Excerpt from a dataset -
****************

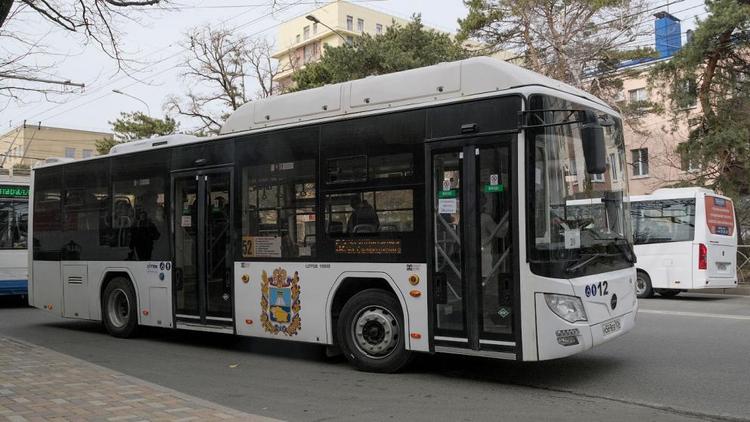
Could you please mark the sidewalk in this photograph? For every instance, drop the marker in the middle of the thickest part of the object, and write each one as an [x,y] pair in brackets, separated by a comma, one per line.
[38,384]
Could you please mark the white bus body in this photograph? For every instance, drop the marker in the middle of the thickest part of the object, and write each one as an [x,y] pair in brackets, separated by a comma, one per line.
[685,239]
[251,232]
[14,194]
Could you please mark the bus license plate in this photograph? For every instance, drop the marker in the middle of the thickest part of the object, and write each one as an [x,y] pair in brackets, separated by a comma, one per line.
[610,327]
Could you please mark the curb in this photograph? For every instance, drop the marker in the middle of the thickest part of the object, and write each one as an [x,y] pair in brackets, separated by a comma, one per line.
[236,414]
[743,289]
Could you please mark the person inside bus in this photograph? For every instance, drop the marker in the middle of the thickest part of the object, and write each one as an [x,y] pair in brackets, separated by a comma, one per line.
[144,232]
[363,218]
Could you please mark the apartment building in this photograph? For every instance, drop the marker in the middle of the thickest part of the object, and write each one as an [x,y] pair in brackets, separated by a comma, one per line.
[652,138]
[27,144]
[301,40]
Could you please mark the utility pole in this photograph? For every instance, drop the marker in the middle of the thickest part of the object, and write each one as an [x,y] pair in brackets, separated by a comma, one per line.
[46,81]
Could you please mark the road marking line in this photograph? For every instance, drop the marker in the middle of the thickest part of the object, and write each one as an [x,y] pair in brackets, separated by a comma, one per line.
[695,314]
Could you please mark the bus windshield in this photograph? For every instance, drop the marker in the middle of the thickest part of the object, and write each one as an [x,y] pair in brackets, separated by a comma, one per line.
[576,214]
[666,220]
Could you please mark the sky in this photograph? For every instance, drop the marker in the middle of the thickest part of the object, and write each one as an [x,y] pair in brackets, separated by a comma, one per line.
[153,40]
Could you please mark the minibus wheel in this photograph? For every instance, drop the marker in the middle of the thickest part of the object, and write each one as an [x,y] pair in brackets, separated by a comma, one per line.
[370,332]
[119,308]
[643,287]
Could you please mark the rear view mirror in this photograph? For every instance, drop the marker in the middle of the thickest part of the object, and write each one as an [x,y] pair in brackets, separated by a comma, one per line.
[592,138]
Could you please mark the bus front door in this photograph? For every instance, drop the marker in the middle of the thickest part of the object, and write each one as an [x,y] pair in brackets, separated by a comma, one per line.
[472,275]
[202,242]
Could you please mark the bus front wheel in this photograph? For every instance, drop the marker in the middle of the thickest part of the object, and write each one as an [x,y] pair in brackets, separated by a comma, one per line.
[370,332]
[643,287]
[119,308]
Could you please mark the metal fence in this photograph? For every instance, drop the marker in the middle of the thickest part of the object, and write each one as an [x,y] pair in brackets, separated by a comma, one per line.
[743,263]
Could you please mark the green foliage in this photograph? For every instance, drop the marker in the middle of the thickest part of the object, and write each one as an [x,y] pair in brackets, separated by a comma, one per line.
[136,125]
[713,69]
[575,41]
[399,48]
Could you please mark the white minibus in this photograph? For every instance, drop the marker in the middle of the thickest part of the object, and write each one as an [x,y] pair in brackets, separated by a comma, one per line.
[685,238]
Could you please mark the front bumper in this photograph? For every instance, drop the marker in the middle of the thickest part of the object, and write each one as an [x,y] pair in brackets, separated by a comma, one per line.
[551,326]
[14,287]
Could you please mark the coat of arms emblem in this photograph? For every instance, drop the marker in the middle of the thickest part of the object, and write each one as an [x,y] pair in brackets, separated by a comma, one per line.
[280,302]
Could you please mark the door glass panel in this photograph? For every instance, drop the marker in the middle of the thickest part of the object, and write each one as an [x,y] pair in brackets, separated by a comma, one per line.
[448,242]
[496,276]
[186,245]
[219,291]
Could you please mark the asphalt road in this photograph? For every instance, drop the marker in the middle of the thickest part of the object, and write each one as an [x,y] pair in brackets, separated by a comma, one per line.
[687,359]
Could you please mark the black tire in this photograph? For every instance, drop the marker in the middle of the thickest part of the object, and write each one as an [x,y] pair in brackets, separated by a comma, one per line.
[120,308]
[668,292]
[643,287]
[380,347]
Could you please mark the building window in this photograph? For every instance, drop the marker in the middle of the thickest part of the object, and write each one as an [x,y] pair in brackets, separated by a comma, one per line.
[310,53]
[689,94]
[640,161]
[686,163]
[597,177]
[613,166]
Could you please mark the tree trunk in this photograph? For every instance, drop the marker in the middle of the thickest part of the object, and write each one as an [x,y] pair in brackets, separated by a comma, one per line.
[5,6]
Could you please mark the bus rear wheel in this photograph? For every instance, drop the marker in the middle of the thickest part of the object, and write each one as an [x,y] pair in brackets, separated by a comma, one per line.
[119,308]
[370,332]
[643,287]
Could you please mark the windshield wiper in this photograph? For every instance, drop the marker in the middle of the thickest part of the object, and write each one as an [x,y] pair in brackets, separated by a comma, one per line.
[626,249]
[577,265]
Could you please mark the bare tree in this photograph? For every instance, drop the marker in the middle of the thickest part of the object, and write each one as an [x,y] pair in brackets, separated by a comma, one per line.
[27,65]
[223,64]
[576,41]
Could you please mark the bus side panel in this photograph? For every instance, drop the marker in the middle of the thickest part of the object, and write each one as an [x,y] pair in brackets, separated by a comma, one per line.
[266,294]
[719,234]
[666,264]
[47,284]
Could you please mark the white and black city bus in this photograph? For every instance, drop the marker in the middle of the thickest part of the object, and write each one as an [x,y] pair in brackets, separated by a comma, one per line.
[420,211]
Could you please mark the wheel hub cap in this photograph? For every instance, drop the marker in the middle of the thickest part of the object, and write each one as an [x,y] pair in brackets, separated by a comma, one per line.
[375,332]
[118,308]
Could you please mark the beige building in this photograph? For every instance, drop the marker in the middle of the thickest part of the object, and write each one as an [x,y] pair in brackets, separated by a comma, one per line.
[652,138]
[301,40]
[28,144]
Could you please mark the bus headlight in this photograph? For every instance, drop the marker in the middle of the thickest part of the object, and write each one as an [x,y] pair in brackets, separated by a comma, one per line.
[569,308]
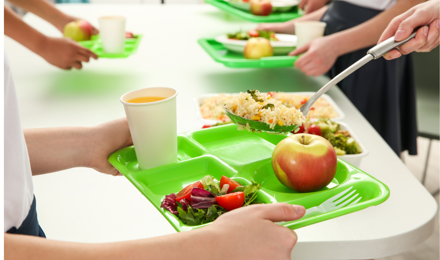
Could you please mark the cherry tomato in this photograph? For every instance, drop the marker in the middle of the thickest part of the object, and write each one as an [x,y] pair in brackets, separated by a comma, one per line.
[232,184]
[301,130]
[231,201]
[314,130]
[253,33]
[185,193]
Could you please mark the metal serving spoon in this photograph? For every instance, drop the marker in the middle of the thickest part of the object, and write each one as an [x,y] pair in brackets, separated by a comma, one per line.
[374,53]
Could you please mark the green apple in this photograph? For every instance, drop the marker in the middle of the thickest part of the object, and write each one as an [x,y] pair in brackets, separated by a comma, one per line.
[78,30]
[257,48]
[261,7]
[304,162]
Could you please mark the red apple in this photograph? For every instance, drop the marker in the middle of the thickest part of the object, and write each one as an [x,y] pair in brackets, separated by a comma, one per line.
[257,48]
[261,7]
[304,162]
[78,30]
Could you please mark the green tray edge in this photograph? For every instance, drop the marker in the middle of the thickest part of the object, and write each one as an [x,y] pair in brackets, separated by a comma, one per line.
[385,194]
[268,62]
[272,18]
[91,45]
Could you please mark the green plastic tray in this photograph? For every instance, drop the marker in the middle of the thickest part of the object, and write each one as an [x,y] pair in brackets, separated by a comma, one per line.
[272,18]
[95,45]
[242,156]
[236,60]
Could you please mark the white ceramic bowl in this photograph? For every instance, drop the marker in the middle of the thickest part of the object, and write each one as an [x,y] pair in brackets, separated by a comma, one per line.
[199,101]
[285,44]
[353,159]
[277,5]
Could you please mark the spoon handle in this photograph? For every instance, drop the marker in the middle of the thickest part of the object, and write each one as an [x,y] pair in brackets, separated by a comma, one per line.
[387,45]
[306,107]
[374,53]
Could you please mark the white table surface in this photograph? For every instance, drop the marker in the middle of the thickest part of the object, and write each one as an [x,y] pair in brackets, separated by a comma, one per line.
[85,206]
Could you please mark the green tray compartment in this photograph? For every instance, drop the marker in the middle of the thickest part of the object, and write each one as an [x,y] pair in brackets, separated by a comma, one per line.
[95,45]
[236,60]
[237,148]
[272,18]
[204,152]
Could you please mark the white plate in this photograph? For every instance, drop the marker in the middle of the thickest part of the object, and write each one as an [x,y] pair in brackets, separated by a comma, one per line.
[353,159]
[277,5]
[285,44]
[199,101]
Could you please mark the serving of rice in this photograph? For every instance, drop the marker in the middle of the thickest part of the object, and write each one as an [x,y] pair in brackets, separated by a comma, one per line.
[212,108]
[263,108]
[321,109]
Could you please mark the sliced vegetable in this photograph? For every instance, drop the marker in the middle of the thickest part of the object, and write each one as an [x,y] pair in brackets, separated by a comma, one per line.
[231,201]
[232,184]
[314,130]
[253,33]
[169,203]
[210,185]
[250,192]
[202,199]
[185,193]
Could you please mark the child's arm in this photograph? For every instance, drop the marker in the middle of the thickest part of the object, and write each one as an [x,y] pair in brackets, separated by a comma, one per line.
[60,148]
[244,233]
[48,12]
[323,52]
[61,52]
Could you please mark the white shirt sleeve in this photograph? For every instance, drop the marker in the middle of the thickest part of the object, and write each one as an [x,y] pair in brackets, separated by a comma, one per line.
[18,175]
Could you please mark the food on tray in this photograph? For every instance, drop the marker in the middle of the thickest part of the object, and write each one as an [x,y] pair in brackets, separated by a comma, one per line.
[78,30]
[304,162]
[129,35]
[261,7]
[240,35]
[340,139]
[205,200]
[321,109]
[257,48]
[217,124]
[261,107]
[212,108]
[145,99]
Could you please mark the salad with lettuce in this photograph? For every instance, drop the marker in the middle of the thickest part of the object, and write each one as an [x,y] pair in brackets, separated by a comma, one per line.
[330,130]
[205,200]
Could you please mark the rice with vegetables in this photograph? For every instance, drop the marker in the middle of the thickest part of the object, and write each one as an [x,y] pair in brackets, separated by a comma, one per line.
[212,108]
[321,109]
[263,108]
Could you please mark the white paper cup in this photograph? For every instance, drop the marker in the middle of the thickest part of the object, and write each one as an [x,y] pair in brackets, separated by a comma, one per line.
[308,31]
[112,33]
[153,126]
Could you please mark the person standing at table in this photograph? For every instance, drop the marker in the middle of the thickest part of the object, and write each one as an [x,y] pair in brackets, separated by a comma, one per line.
[63,53]
[248,232]
[383,91]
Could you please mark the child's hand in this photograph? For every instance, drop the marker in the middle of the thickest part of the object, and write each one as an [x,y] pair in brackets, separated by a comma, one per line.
[65,53]
[250,232]
[106,139]
[427,37]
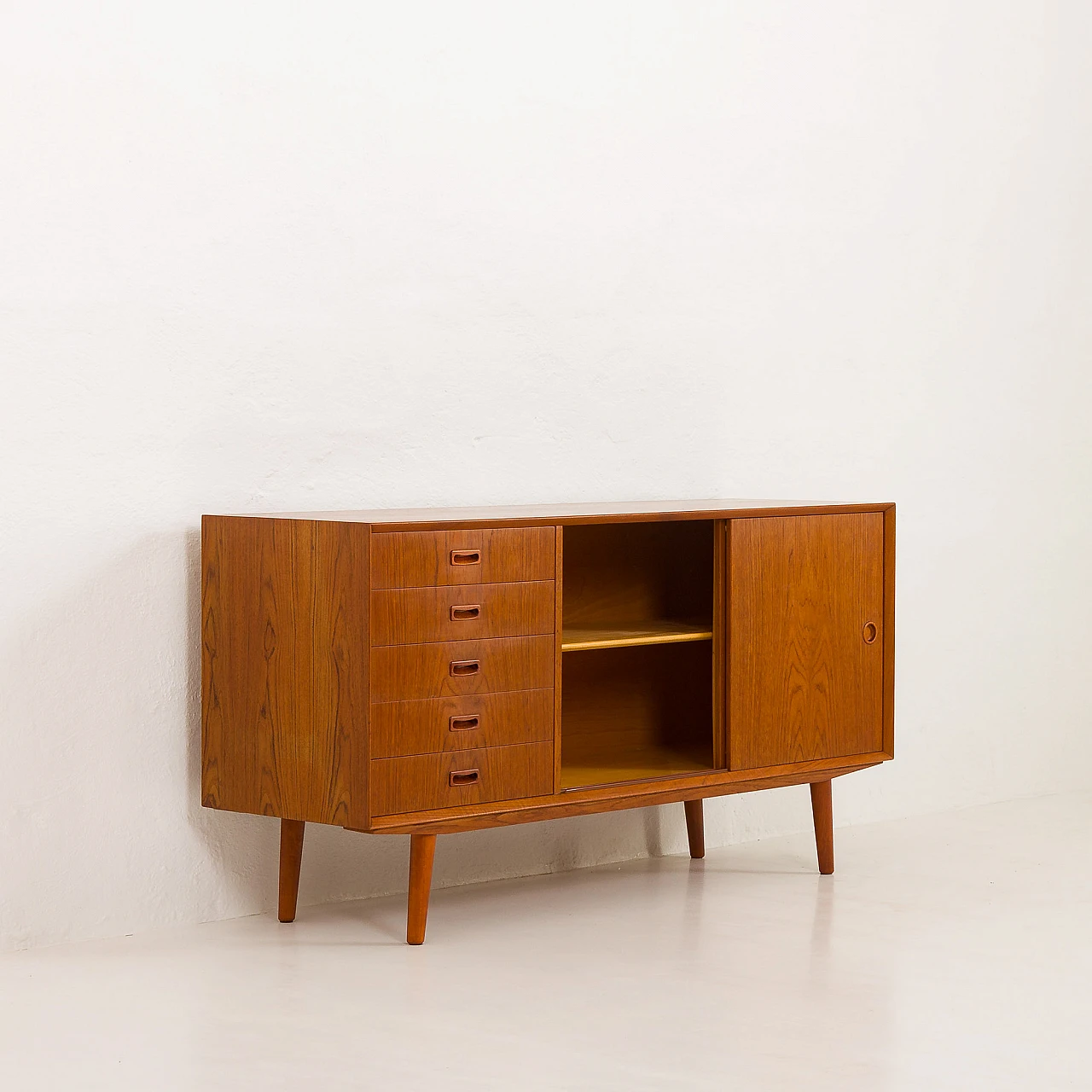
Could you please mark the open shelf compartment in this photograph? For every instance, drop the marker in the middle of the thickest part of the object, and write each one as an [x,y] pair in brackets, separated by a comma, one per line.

****************

Exercise requirements - Omit the pictures and print again exactly the lines from the one with "Could you please mark the white paper" through the final line of the entries, both ends included.

Complete response -
Could you please mark the white paper cup in this photograph? For every instance, drop the marker in the middle of the thickest part of the object, and write each one as an [x,y] pair in brackets, separated by a comma, one per line.
[308,31]
[112,33]
[153,126]
Could you please mark the person standing at table in this photograph? For every instance, drop the marker in the middle of the thickest part of the object, and write each one as an [x,y] pair in brackets, separated by a comma, one per line.
[63,53]
[248,232]
[383,91]
Could you please mark the child's hand in this photograph? For every instance, drop the marker in the middle of the thickest part of the object, and write each one as an [x,y] pair in brackets, separated by a comma, one per line.
[65,53]
[250,232]
[106,139]
[427,37]
Could you please mark the open shelf compartment in this photograph? For every instance, drop the marker in the middle of the thickest part of the object, and write each one as an [x,y] pair in brackets, separated by a comma, one per line.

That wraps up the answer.